INPUT ROWS –
____

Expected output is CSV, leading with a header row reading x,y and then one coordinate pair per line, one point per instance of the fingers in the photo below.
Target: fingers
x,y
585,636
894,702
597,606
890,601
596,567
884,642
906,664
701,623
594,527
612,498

____

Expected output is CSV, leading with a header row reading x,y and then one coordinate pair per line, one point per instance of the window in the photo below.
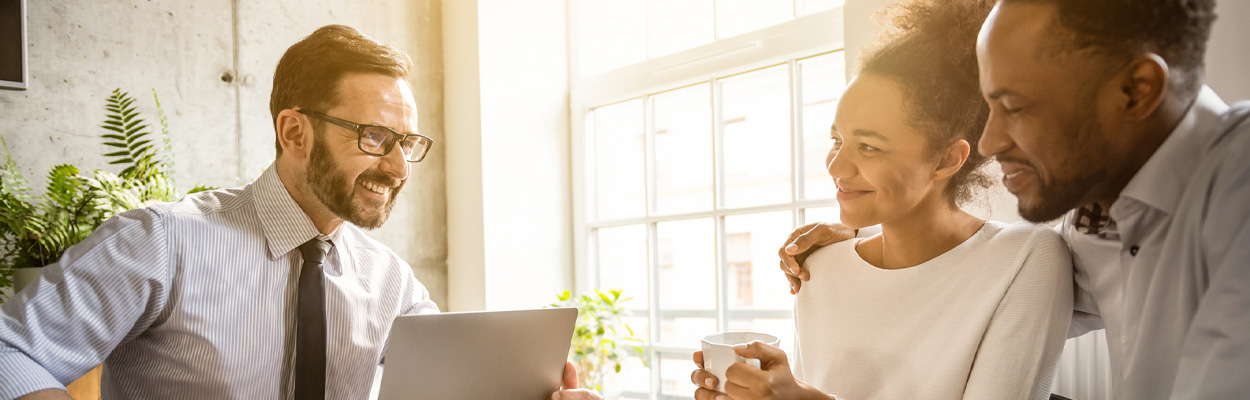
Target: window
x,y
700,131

____

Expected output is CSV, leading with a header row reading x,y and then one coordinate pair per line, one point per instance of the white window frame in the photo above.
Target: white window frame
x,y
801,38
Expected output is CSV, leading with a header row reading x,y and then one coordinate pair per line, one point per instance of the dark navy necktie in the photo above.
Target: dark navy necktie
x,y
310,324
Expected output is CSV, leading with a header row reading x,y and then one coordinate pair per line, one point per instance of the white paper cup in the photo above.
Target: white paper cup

____

EXERCISE DETAILS –
List every line above that contains the string "dark", matching case exactly.

OUTPUT FOR THIS TASK –
Expected output is CSV, leading with a header row reading x,y and then one coordinate pair per line, one point per instance of the dark navy necktie in the photo above.
Target: dark navy necktie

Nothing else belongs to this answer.